— WHAT THIS TASK INVOLVES —
Copy out the part of the records that opens with the line containing "point: blue jersey" and closes at the end of the records, swapping "soccer ball" for "football" and keeping everything else the same.

** Start **

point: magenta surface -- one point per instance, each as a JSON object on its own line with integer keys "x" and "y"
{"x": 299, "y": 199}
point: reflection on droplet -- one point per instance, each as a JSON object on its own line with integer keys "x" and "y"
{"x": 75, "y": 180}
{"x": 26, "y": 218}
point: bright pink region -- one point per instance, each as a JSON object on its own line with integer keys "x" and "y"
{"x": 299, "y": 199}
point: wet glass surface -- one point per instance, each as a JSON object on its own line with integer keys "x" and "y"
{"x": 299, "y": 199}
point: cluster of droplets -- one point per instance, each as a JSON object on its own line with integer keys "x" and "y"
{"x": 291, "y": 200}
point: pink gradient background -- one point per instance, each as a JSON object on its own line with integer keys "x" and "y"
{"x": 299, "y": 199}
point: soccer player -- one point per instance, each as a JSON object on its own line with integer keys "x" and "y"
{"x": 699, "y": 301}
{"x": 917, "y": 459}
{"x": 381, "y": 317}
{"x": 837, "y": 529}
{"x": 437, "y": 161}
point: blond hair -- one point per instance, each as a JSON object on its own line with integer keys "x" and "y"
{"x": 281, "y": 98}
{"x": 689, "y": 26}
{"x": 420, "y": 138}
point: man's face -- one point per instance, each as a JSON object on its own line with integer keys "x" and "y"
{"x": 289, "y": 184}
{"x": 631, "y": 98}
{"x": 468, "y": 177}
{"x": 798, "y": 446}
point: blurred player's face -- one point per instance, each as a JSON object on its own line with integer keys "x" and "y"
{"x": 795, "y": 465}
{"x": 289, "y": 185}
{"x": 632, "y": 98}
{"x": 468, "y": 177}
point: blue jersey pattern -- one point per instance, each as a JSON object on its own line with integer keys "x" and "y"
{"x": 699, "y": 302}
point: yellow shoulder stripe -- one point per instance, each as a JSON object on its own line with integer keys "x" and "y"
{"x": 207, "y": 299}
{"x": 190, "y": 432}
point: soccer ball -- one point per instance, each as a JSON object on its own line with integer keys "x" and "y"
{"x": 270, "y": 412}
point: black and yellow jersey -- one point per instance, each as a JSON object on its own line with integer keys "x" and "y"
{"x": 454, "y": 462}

** End **

— SOLUTION TO THIS EXERCISE —
point: blue jersey pattern -- one point per instance, each as a JSON object on its own line with integer keys "x" and "y"
{"x": 699, "y": 302}
point: yellow shoulder stripe -- one point per instance, each as a JSON object on its own line with integer keys "x" and "y"
{"x": 207, "y": 299}
{"x": 190, "y": 432}
point: football -- one point per instance, each as a JSON object on its own line with integer keys "x" and "y"
{"x": 270, "y": 412}
point: black and yellow jersey -- one point per instance, each as a JSON object on its own line with integer keys "x" and "y"
{"x": 454, "y": 462}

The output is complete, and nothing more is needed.